SUPPLIED ENTRIES.
****************
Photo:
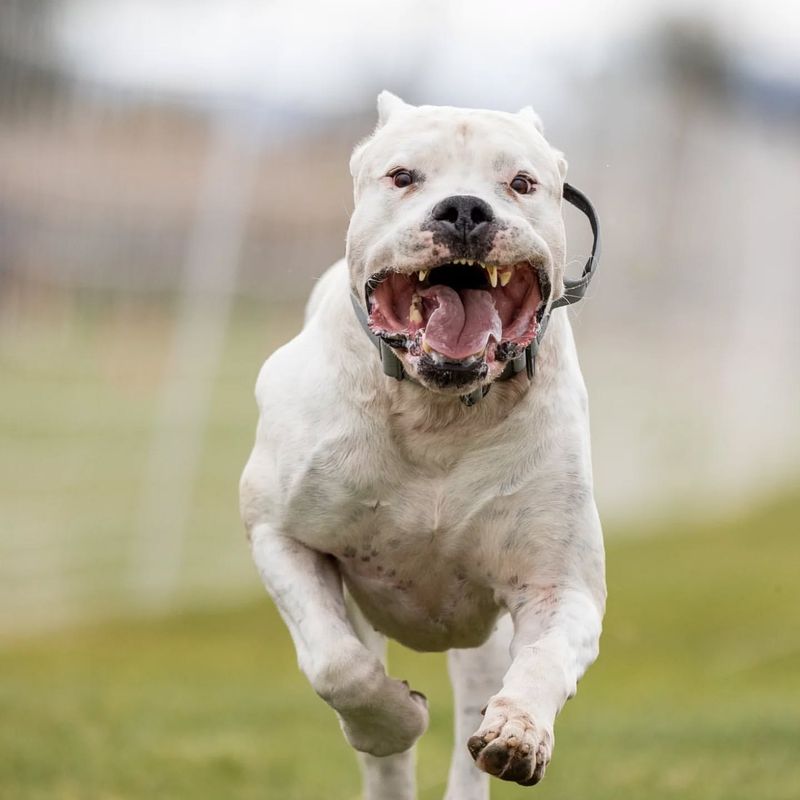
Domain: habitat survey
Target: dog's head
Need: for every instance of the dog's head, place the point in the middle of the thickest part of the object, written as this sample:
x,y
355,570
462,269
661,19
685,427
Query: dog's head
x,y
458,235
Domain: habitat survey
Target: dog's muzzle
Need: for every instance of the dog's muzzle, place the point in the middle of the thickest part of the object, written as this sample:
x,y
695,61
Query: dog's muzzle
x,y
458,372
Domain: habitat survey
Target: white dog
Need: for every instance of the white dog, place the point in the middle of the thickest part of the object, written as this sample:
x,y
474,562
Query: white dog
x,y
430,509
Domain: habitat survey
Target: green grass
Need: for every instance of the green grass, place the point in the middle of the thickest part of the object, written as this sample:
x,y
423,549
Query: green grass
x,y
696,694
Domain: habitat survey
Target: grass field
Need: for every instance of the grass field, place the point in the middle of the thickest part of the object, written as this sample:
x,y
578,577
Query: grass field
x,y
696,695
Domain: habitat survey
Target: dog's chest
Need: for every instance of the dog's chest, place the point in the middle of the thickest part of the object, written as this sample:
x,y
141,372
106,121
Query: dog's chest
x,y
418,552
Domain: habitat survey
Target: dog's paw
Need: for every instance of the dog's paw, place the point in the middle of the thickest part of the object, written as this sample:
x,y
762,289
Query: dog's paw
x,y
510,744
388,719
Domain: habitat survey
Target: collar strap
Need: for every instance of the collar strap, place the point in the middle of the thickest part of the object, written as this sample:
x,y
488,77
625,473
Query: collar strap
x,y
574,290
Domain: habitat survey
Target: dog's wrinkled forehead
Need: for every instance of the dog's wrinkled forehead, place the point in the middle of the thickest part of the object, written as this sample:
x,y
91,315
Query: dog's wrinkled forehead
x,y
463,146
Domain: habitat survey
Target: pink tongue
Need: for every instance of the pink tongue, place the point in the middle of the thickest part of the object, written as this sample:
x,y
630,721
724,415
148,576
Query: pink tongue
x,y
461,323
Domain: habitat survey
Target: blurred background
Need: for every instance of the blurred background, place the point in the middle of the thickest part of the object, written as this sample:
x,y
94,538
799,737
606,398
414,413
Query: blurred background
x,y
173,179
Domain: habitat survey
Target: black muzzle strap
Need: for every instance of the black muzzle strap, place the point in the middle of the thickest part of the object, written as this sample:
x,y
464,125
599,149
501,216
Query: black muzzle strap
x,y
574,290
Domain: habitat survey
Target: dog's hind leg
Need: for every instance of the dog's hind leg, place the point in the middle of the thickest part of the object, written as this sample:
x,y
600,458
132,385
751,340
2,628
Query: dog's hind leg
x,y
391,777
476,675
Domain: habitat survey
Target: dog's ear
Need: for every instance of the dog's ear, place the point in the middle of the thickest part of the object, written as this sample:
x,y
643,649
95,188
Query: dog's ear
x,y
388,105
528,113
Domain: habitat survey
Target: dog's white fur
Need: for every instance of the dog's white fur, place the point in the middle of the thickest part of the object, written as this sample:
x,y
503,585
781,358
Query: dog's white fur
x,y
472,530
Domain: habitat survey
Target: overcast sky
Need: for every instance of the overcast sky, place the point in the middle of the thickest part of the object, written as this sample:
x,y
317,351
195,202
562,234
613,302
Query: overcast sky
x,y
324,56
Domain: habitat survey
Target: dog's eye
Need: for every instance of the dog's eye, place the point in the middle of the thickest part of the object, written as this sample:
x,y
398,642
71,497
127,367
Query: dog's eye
****************
TASK STATEMENT. Take the material above from its first line through the line holding "Target: dog's muzzle" and set it down exactly, without the pictures.

EXERCISE ANSWER.
Photo:
Domain: habitat survey
Target: dog's head
Need: for every instance of the dog's head, place the point in the middle of the thickest part of the object, written as this sample:
x,y
355,570
462,269
661,19
685,427
Query: dog's head
x,y
458,235
Domain: habitat survey
Target: dog's muzzle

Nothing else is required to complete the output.